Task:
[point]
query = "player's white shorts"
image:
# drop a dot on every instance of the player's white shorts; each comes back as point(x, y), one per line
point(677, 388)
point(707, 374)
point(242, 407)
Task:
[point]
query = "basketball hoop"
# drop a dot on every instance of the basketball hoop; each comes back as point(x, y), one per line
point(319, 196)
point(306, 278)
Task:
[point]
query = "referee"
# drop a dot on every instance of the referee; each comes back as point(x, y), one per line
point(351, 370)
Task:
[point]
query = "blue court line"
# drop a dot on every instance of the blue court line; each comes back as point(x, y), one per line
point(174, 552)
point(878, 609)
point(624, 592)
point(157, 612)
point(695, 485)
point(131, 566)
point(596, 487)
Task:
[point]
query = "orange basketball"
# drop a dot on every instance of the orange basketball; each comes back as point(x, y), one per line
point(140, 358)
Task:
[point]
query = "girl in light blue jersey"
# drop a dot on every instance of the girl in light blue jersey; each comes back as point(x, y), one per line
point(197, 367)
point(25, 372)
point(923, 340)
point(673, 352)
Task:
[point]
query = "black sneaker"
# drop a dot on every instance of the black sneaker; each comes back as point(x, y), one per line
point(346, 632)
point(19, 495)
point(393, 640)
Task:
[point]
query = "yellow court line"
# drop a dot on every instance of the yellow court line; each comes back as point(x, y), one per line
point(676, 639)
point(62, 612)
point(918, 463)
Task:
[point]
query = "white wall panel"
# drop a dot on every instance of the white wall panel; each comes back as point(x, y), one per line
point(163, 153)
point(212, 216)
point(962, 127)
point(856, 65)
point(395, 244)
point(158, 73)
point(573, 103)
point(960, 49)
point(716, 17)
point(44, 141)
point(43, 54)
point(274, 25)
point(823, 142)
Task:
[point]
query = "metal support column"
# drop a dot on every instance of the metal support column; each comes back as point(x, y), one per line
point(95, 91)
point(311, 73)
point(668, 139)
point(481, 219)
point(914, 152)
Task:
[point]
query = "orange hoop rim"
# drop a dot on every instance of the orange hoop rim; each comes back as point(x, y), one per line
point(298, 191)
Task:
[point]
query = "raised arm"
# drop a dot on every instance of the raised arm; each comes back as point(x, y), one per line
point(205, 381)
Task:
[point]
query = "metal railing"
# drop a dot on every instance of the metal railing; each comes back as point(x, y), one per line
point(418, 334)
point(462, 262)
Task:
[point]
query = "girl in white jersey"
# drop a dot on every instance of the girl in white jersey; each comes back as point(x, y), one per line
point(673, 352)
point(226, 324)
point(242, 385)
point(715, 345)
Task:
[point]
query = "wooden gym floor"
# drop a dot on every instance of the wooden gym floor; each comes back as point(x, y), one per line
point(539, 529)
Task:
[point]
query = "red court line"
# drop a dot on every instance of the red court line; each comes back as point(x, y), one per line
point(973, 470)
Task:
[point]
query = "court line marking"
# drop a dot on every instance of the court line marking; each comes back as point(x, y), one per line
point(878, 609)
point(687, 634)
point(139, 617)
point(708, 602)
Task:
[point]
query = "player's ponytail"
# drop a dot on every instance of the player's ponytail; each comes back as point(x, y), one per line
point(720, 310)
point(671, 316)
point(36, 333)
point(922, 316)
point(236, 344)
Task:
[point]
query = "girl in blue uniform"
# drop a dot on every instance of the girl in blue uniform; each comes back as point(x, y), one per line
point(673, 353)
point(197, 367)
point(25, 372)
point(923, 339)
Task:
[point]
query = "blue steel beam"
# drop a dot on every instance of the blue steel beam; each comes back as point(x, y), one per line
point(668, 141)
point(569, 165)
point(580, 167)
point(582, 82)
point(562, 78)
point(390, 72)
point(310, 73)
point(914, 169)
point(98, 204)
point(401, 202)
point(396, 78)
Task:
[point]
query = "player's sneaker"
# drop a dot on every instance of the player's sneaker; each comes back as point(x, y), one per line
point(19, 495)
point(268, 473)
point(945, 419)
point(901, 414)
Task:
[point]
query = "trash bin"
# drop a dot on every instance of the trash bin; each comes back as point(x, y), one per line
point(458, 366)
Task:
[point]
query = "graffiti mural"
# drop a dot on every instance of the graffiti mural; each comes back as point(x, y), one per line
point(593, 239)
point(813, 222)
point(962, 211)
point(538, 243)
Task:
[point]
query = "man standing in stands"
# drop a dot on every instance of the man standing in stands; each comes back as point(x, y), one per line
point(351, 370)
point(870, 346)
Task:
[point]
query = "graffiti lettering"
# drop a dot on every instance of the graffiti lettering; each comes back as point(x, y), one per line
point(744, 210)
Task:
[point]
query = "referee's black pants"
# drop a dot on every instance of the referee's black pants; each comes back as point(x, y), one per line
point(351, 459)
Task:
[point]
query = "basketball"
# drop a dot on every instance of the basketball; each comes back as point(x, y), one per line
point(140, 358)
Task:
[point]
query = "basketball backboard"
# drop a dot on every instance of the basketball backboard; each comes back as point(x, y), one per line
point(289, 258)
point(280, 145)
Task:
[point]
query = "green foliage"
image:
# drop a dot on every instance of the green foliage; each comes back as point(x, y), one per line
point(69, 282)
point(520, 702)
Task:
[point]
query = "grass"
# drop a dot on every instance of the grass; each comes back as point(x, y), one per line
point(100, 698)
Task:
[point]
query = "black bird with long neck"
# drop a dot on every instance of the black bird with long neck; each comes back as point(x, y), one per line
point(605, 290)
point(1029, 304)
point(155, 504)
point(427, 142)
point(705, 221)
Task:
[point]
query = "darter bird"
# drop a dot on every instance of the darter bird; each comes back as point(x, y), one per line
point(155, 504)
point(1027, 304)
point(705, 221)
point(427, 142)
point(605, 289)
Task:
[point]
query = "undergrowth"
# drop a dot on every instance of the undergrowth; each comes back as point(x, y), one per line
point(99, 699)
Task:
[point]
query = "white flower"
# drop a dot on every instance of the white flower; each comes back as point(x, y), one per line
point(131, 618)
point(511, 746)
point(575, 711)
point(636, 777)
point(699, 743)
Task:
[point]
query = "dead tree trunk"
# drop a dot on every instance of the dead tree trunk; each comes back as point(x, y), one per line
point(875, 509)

_TASK DETAILS_. Set down each entry above again exactly as it reads.

_SOLUTION FOR THIS PROBLEM_.
Task:
[point]
query = "player's white shorts"
image:
# drop a dot on every instance of the player's white shorts; each comes back as point(x, y), one per line
point(677, 388)
point(707, 374)
point(242, 407)
Task:
[point]
query = "basketball hoop"
# drop a dot on every instance of the basketball hoop; each comes back as point(x, y), one per line
point(319, 196)
point(306, 278)
Task:
[point]
query = "referee"
# drop a dot on every instance of the referee; each comes back as point(x, y), one per line
point(351, 370)
Task:
[point]
query = "blue court line"
# drop a dot on every instance of the blue court line; each comes back as point(x, y), one per line
point(174, 552)
point(878, 609)
point(624, 592)
point(157, 612)
point(695, 485)
point(131, 566)
point(596, 487)
Task:
[point]
query = "orange basketball"
# drop a dot on every instance of the orange basketball; each comes back as point(x, y), one per line
point(140, 358)
Task:
[point]
query = "girl in light blue jersey"
# drop a dot on every instance of the girl in light blue jersey; each comes back as point(x, y), one per line
point(197, 367)
point(25, 372)
point(923, 340)
point(673, 352)
Task:
[point]
query = "black sneaker"
# drop a dot on every instance of the black sneaker; each comes back as point(x, y), one per line
point(346, 632)
point(19, 495)
point(393, 640)
Task:
[point]
query = "yellow court line"
# drop a dot on every instance of the yellow court line; each comes back as point(x, y), one per line
point(676, 639)
point(62, 612)
point(918, 463)
Task:
[point]
query = "white wall panel"
# drop a dot on every instance of the white wall panel; each comes back as point(x, y), one per line
point(163, 153)
point(212, 216)
point(962, 127)
point(856, 65)
point(395, 244)
point(158, 73)
point(573, 103)
point(960, 49)
point(716, 17)
point(44, 141)
point(43, 54)
point(274, 25)
point(823, 142)
Task:
[point]
query = "metal support column"
# drop a dot on every instance of the metal support column; each comes back as point(x, y), one per line
point(95, 91)
point(311, 73)
point(668, 139)
point(481, 219)
point(914, 152)
Task:
[point]
query = "orange hoop rim"
# drop a dot on every instance of the orange hoop rim; each comes back as point(x, y), one per line
point(298, 191)
Task:
[point]
query = "raised arm"
# drop a dot on every instance of the raised arm; each comes back as point(x, y), one per line
point(205, 381)
Task:
[point]
query = "metal railing"
# drop a dot on every instance of the metal railing; each comes back as point(x, y), one per line
point(418, 334)
point(462, 262)
Task:
[point]
query = "girl in white jersey"
# drop a dot on every instance of the girl in white jersey; each comes back as point(x, y), one per line
point(673, 352)
point(226, 324)
point(242, 385)
point(715, 345)
Task:
[point]
query = "wooden gym floor"
# drop a dot on every instance of the wooden gym floor; each comes back as point(x, y), one per line
point(539, 529)
Task:
[point]
query = "red court line"
# drop a dot on every instance of the red court line; each comes back as point(x, y), one per line
point(973, 470)
Task:
[point]
query = "court line marking"
# drop a dot on every instance of the court line marking; each comes back as point(x, y), one per line
point(878, 609)
point(687, 634)
point(139, 617)
point(708, 602)
Task:
[point]
query = "player's ponytail"
# drop a dot on every instance of the player's ponytail; each comes back as point(x, y), one per line
point(720, 310)
point(671, 316)
point(36, 333)
point(922, 316)
point(236, 344)
Task:
[point]
query = "girl in blue uniform"
# drop a dot on every instance of the girl in blue uniform; each comes back as point(x, y), one per line
point(673, 353)
point(197, 367)
point(25, 372)
point(923, 339)
Task:
[point]
query = "blue steel beam"
# drop a dot on every instance of the blue steel beam; each comes back as point(x, y), one per line
point(668, 141)
point(569, 165)
point(580, 167)
point(582, 82)
point(562, 78)
point(390, 72)
point(310, 73)
point(914, 169)
point(98, 204)
point(401, 202)
point(396, 78)
Task:
[point]
query = "player's sneaker"
# drop a dot on every instance of the player's sneaker; each comes back as point(x, y), one per line
point(19, 495)
point(268, 473)
point(945, 419)
point(901, 414)
Task:
[point]
query = "trash bin"
# drop a dot on every instance of the trash bin; each comes back as point(x, y), one per line
point(458, 366)
Task:
[point]
query = "graffiti mural"
# drop a dot on every instance of the graffiti mural; each comes back as point(x, y), one per line
point(593, 239)
point(813, 222)
point(962, 211)
point(538, 243)
Task:
[point]
query = "man standing in stands"
# drop a dot on every instance of the man standing in stands; each comes back as point(x, y), one per line
point(351, 370)
point(870, 346)
Task:
[point]
query = "graffiti lettering"
# drop a dot on every instance of the graffiti lettering; each comes back as point(x, y), one per line
point(744, 210)
Task:
[point]
query = "referee's black pants"
# drop a dot on every instance of the referee's black pants; each comes back as point(x, y), one per line
point(351, 459)
Task:
[point]
query = "basketball"
# drop a dot on every instance of the basketball; each comes back as point(x, y), one per line
point(140, 358)
Task:
[point]
query = "basketball backboard"
# drop a dot on every instance of the basketball backboard; each comes back as point(x, y), one per line
point(289, 258)
point(280, 145)
Task:
[point]
query = "green foliage"
image:
# drop a dot on every instance of the green foliage; each comes back as point(x, y), one per line
point(69, 282)
point(520, 702)
Task:
[point]
query = "grass"
# drop a dot on every instance of the grass; each comes back as point(x, y), one per line
point(100, 698)
Task:
[point]
query = "black bird with long neck"
# drop a dot on every instance of the black bird with long neck; each comes back as point(x, y), one per line
point(605, 290)
point(1029, 304)
point(155, 504)
point(427, 142)
point(705, 221)
Task:
[point]
query = "darter bird"
# drop a dot on every instance of the darter bird; each comes back as point(x, y), one per line
point(155, 504)
point(1027, 304)
point(705, 221)
point(427, 142)
point(605, 289)
Task:
[point]
query = "undergrowth"
# drop a dot on every instance of the undergrowth; each comes back as point(x, y), one per line
point(99, 699)
Task:
[point]
query = "white flower"
# drop a dot on every instance of the white flower; each comes back as point(x, y), one per line
point(131, 618)
point(511, 746)
point(575, 711)
point(636, 777)
point(699, 743)
Task:
[point]
query = "dead tree trunk"
# drop a dot on every instance of the dead tree trunk; each comes back as point(x, y), one per line
point(875, 509)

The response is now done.